GIVEN REQUEST: Skip the pictures. Repeat everything else in the records word for word.

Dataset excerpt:
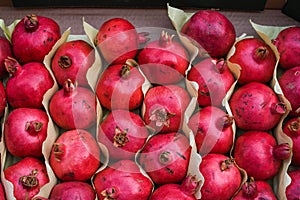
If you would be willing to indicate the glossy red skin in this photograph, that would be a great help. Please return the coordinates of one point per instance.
(212, 31)
(27, 86)
(253, 152)
(77, 110)
(295, 136)
(34, 46)
(164, 63)
(22, 142)
(175, 170)
(218, 184)
(288, 45)
(137, 133)
(210, 134)
(264, 191)
(254, 67)
(80, 156)
(289, 82)
(126, 178)
(251, 107)
(71, 190)
(174, 99)
(82, 56)
(213, 83)
(117, 92)
(117, 40)
(25, 167)
(5, 50)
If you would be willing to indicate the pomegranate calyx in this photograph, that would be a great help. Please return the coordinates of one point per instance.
(120, 137)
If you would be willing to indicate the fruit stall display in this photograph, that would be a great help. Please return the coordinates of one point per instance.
(122, 112)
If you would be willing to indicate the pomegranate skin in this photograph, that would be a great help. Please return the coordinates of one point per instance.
(33, 37)
(72, 60)
(28, 176)
(71, 190)
(75, 156)
(255, 106)
(165, 157)
(25, 130)
(122, 180)
(212, 31)
(222, 177)
(289, 82)
(213, 131)
(256, 59)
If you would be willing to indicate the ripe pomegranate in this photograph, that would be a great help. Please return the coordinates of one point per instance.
(165, 157)
(120, 87)
(292, 129)
(214, 80)
(255, 106)
(73, 107)
(33, 37)
(5, 51)
(288, 45)
(212, 129)
(212, 32)
(221, 177)
(27, 84)
(165, 106)
(71, 190)
(28, 176)
(75, 156)
(183, 191)
(164, 61)
(256, 59)
(258, 153)
(118, 40)
(72, 60)
(25, 130)
(122, 180)
(255, 190)
(123, 133)
(289, 82)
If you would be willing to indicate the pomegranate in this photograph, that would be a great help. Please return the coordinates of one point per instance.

REPLY TO THE TASK:
If you would be willing to indicate the glossy red skin in this photograph, that would be a great help. Please return the coordinates of one point per instance.
(212, 31)
(27, 86)
(253, 152)
(77, 110)
(295, 136)
(34, 46)
(164, 63)
(22, 142)
(175, 170)
(218, 184)
(288, 45)
(137, 133)
(210, 134)
(264, 191)
(254, 67)
(80, 156)
(289, 82)
(126, 178)
(251, 107)
(71, 190)
(174, 99)
(82, 56)
(213, 83)
(117, 92)
(117, 40)
(25, 167)
(5, 50)
If you would be willing to indicate the pomegranate calyx in this photograph, that would be a great help. Please return the coordinates of one point per instance.
(120, 137)
If you would be willing to indicate the fruit stall display in this photograph, that would be a great help. Please return the coordinates of one point per instance.
(122, 112)
If you would be willing to indicate the pomegranate skin in this photograph, that would be a great help. Please return the coordinates of one point per instance.
(33, 37)
(72, 60)
(28, 176)
(71, 190)
(75, 156)
(255, 106)
(165, 157)
(25, 130)
(122, 180)
(212, 31)
(222, 177)
(289, 82)
(213, 131)
(256, 59)
If you would be willing to indicate the ripe pomegranate in this photograph, that would be a great help. Please return the coordinates of one point per instance.
(165, 157)
(120, 87)
(292, 129)
(214, 80)
(255, 106)
(73, 107)
(33, 37)
(5, 51)
(288, 45)
(212, 129)
(212, 32)
(221, 177)
(27, 84)
(165, 106)
(71, 190)
(28, 176)
(75, 156)
(183, 191)
(164, 61)
(256, 59)
(258, 153)
(118, 40)
(72, 60)
(25, 130)
(122, 180)
(255, 190)
(123, 133)
(289, 82)
If you would be willing to indicate the pomegranate in this photograph, that would be a great help. Please return the coordinates of one point per instance.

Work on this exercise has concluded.